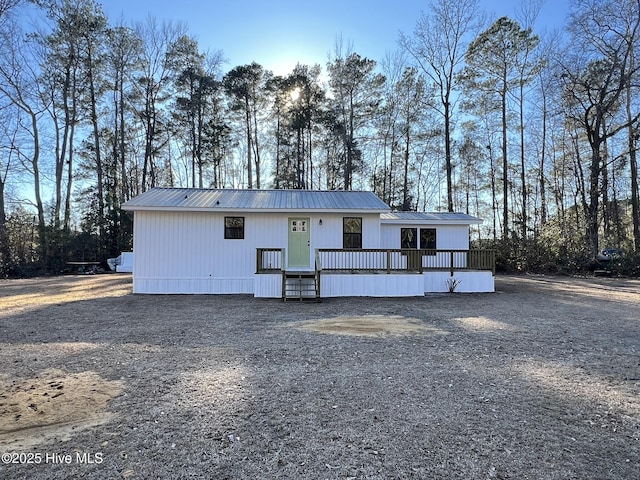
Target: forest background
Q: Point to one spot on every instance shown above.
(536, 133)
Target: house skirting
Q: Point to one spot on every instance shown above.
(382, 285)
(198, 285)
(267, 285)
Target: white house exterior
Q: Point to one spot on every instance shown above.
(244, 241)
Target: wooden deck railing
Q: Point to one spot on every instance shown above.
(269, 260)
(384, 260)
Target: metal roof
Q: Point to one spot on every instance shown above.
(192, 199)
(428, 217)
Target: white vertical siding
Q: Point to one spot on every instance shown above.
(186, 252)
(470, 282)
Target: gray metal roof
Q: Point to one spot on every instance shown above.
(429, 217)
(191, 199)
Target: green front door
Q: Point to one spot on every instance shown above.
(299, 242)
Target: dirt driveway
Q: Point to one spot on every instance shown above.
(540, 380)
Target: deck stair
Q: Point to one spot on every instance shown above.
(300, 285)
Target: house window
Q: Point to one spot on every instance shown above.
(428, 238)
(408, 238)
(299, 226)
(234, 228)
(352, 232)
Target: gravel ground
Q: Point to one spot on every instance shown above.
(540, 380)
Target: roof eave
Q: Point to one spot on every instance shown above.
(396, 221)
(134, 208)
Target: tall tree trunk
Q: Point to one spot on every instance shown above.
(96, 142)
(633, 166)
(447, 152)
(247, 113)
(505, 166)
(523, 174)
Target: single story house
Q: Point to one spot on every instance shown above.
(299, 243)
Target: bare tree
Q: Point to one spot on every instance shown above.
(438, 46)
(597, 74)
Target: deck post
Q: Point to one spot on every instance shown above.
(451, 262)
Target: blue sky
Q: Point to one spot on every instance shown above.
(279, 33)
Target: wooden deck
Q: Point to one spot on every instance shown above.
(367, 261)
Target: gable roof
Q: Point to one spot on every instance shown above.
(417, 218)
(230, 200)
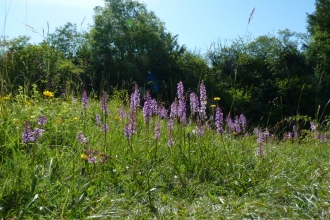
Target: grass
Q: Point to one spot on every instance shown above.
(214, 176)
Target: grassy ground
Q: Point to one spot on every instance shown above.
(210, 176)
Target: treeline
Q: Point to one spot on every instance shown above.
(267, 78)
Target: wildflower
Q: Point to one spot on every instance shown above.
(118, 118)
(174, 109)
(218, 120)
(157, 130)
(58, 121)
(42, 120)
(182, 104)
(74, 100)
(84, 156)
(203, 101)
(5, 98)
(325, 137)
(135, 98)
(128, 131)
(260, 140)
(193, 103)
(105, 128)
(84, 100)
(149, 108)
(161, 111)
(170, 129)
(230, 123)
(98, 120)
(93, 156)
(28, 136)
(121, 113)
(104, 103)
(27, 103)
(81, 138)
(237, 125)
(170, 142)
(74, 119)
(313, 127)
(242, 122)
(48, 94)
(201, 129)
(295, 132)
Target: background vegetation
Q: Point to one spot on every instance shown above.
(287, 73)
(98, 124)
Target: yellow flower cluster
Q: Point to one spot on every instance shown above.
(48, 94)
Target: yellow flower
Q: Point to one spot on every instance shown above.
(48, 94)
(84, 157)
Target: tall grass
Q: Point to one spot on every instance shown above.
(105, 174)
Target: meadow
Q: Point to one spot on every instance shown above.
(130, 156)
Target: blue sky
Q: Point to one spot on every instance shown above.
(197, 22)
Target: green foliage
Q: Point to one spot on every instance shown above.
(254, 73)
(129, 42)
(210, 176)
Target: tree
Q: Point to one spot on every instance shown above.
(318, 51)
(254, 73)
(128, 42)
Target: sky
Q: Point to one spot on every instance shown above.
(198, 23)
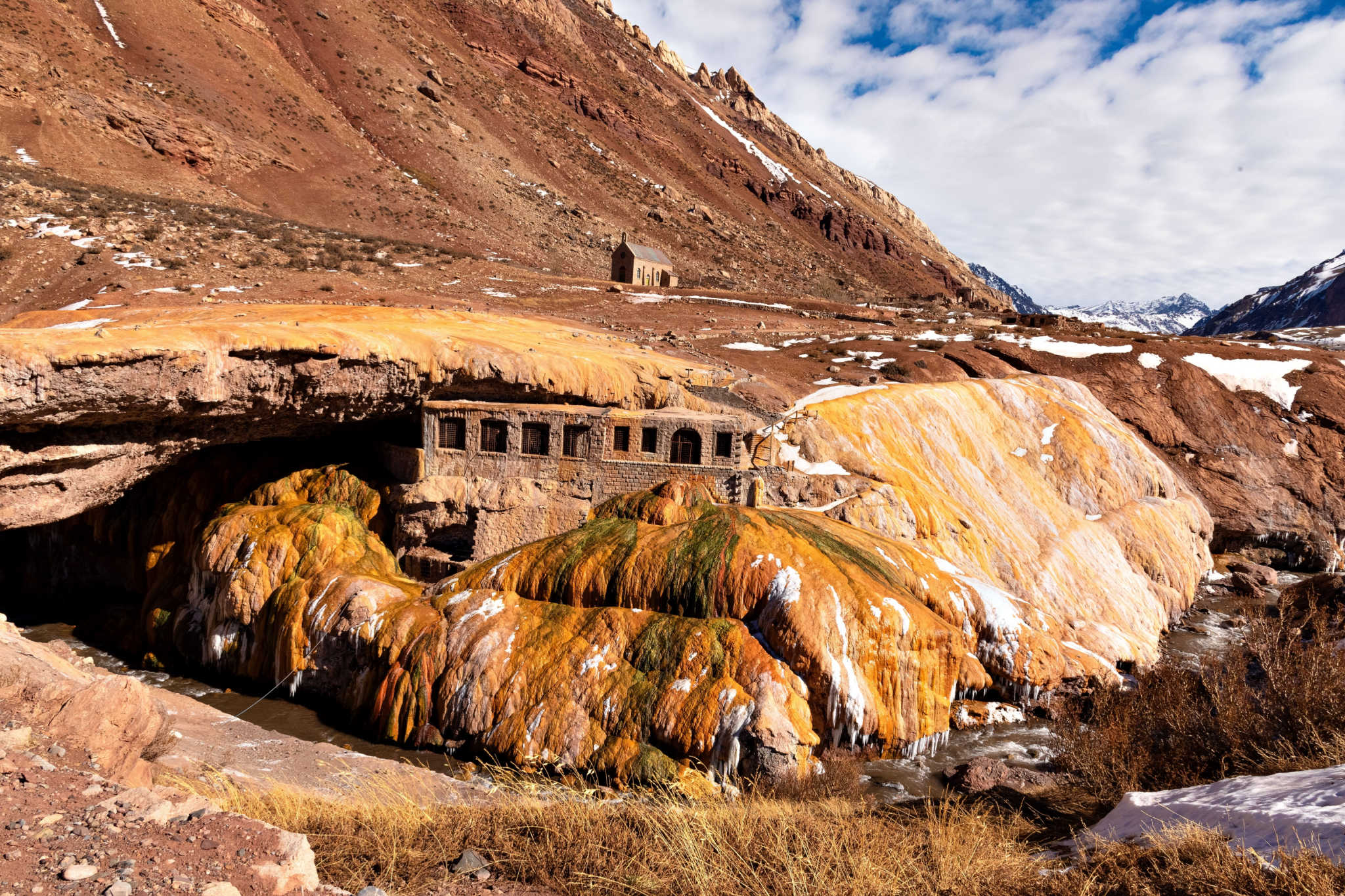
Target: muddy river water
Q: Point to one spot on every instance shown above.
= = = = = = =
— To do —
Can you write out all the data above again with "instance" changed to "occurrence" wherever it occurs, everything else left as it is and the pictures omitted?

— Right answer —
Target: forest background
Q: Point to one spot on every occurrence shown above.
(536, 133)
Target: house skirting
Q: Point to one spot on every occurrence shown above.
(382, 285)
(198, 285)
(267, 285)
Target: white house exterior
Q: Point to one spot on every occurrence shown above.
(244, 241)
Target: wooden deck railing
Q: Point to one spot on every occurrence shown above.
(269, 260)
(384, 260)
Target: metal roof
Q: Point to one spot on every occurrence shown above.
(192, 199)
(428, 217)
Target: white vertical siding
Q: Point to one spot on every occurrence shown above.
(186, 252)
(470, 282)
Target: gray metal roof
Q: Point to one spot on every occurrence shown above.
(429, 217)
(191, 199)
Target: green front door
Q: Point to one spot on every occurrence shown above.
(299, 242)
Target: dirt driveway
Q: Point to one spot on every occurrence shown above.
(540, 380)
Target: deck stair
Q: Point to one spot on every occurrence shown above.
(300, 285)
Target: house window
Q: Point to one spot on every occurrence shown above.
(428, 238)
(408, 238)
(299, 226)
(234, 228)
(352, 232)
Target: gravel ground
Q: Point to one spot on every occurrence shown above.
(540, 380)
Target: roof eave
Q: Point to one spot on every occurrence shown above.
(396, 221)
(134, 208)
Target: tall tree trunk
Q: Point to one spot on every occurrence shown above.
(96, 142)
(633, 166)
(447, 152)
(247, 113)
(505, 166)
(523, 174)
Target: single story house
Q: Point to one spot on every occurrence shown above.
(299, 243)
Target: bare tree
Q: Point to one spot on every occurrence shown above.
(438, 46)
(597, 74)
Target: deck post
Q: Point to one spot on every occurrence shown above.
(451, 262)
Target: blue sky
Q: Point to one spot on every occurrence shown above.
(279, 33)
Target: wooden deck
Q: Point to one spot on every occurrence shown above.
(367, 261)
Target: gable roof
Q: Point to one spot on every occurrence shown above.
(417, 218)
(230, 200)
Target: grass
Q: Point to one spot on every occurrence shown above.
(214, 176)
Target: grassy ground
Q: Point to one spot on every occurrence shown above.
(210, 176)
Target: treeline
Q: Point to one spot on every occurrence shown above.
(267, 78)
Target: wildflower
Q: Point to one spot on every occurrence shown above.
(118, 118)
(174, 109)
(218, 120)
(157, 130)
(58, 121)
(42, 120)
(182, 104)
(74, 100)
(84, 156)
(203, 101)
(5, 98)
(325, 137)
(135, 98)
(128, 131)
(260, 140)
(193, 103)
(105, 128)
(84, 100)
(149, 108)
(161, 111)
(170, 129)
(230, 123)
(98, 120)
(93, 156)
(28, 136)
(121, 113)
(104, 103)
(27, 103)
(81, 138)
(237, 125)
(170, 142)
(74, 119)
(313, 127)
(242, 122)
(48, 94)
(201, 129)
(295, 132)
Target: background vegetation
Q: Point to one spot on every occurrence shown above.
(287, 73)
(98, 124)
Target: yellow flower cluster
Q: Point to one spot on every occurrence shown above.
(48, 94)
Target: yellow flower
Q: Point to one spot on every occurrence shown above.
(48, 94)
(84, 157)
Target: tall grass
Q: Point to one spot on every occurrence shown above.
(105, 174)
Target: meadow
Q: Point to one spot on every occurrence shown above.
(130, 156)
Target: blue sky
Q: Point to one spot on every occurrence shown above.
(197, 22)
Target: green foliage
Q: Point to one spot on every occurrence shown above.
(254, 73)
(129, 42)
(210, 176)
Target: tree
Q: Point to one spot on every occurrence shown above.
(318, 51)
(254, 73)
(128, 42)
Target: sky
Q: Point to one spot on every occurrence shown above.
(198, 23)
Target: muddy river water
Q: Point to one spot on every occurrence shown above.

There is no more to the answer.